## TASK BRIEF
Swap "Set-play tagging" for "Scene labeling" throughout the items below, and leave everything else as it is.

## DATA IN THIS EXERCISE
------------------------------
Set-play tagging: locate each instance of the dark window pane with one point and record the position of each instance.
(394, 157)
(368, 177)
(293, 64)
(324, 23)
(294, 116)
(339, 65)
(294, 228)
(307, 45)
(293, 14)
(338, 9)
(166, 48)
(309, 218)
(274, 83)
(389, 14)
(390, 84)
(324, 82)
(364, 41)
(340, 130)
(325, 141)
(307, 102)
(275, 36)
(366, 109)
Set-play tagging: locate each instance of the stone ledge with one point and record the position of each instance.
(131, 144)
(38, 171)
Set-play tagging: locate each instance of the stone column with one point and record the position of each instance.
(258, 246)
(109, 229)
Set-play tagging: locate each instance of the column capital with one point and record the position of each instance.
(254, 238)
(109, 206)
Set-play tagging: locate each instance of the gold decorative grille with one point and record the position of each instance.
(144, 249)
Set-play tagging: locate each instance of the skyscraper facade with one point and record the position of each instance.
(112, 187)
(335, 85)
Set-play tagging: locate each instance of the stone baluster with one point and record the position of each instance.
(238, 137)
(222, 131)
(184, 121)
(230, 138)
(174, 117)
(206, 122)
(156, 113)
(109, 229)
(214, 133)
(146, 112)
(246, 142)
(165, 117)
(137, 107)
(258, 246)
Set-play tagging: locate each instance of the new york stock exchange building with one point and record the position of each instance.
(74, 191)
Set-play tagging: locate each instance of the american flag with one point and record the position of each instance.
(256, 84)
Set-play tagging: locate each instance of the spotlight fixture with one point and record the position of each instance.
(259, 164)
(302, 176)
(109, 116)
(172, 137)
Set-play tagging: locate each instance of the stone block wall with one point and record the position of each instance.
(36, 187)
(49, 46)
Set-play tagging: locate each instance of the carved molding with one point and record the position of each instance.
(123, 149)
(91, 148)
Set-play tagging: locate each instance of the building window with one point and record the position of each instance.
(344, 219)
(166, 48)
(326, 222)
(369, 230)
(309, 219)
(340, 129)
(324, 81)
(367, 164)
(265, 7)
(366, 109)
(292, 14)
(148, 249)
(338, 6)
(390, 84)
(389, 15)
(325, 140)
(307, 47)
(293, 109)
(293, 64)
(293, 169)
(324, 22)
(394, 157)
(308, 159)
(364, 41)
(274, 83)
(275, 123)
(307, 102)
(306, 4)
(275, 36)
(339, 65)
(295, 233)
------------------------------
## ANSWER TO THIS TASK
Scene labeling: locate each instance of the dark window pane with one point and record the position of each instance.
(394, 157)
(368, 177)
(293, 64)
(324, 23)
(294, 116)
(339, 65)
(294, 228)
(307, 45)
(293, 14)
(338, 9)
(166, 48)
(309, 218)
(274, 83)
(389, 14)
(390, 84)
(324, 82)
(364, 41)
(340, 130)
(325, 141)
(307, 102)
(275, 36)
(366, 109)
Scene labeling: locate each instance of the stone ledge with one point and record the position of each instance.
(131, 144)
(38, 171)
Scene labeling: locate each instance of the stone column with one point and record the position of each instance.
(258, 246)
(109, 229)
Scene labeling: locate each instance of the column capital with one point and record the position of each instance.
(254, 238)
(109, 206)
Scene labeling: locate each instance of the gold decorative grille with one point and record the position of each instance.
(144, 249)
Scene labeling: locate each instance of the skyscraper facade with one point and record the position of each instance.
(112, 187)
(335, 85)
Scene labeling: locate each instance of the stone baluster with one point and record the position of each instance.
(238, 137)
(222, 131)
(184, 121)
(230, 138)
(174, 117)
(206, 122)
(156, 113)
(109, 229)
(214, 133)
(146, 112)
(246, 142)
(165, 117)
(137, 107)
(258, 246)
Scene labeling: locate each instance of the new york stock exchange building with one point and record the position of each instance.
(74, 191)
Scene labeling: locate each instance of the american flag with one point and record the position of each instance.
(256, 84)
Scene labeling: locate each instance of the spotlight fixture with one point and record the position of each instance.
(259, 164)
(302, 176)
(109, 116)
(172, 137)
Scene labeling: locate each instance of the stone block wall with one point and record the position of each instance.
(36, 187)
(49, 46)
Scene labeling: locate each instance of the carved molding with one point and record the position of each instance.
(123, 149)
(91, 148)
Scene labeling: locate each instance of the building window with one point and record the position of each instance.
(344, 219)
(166, 48)
(326, 222)
(369, 230)
(309, 219)
(340, 129)
(324, 81)
(367, 164)
(265, 7)
(366, 109)
(292, 14)
(148, 249)
(338, 6)
(390, 84)
(389, 15)
(325, 140)
(307, 47)
(293, 109)
(293, 64)
(293, 169)
(324, 22)
(394, 157)
(308, 159)
(364, 41)
(274, 83)
(275, 123)
(307, 102)
(306, 4)
(275, 36)
(339, 65)
(295, 233)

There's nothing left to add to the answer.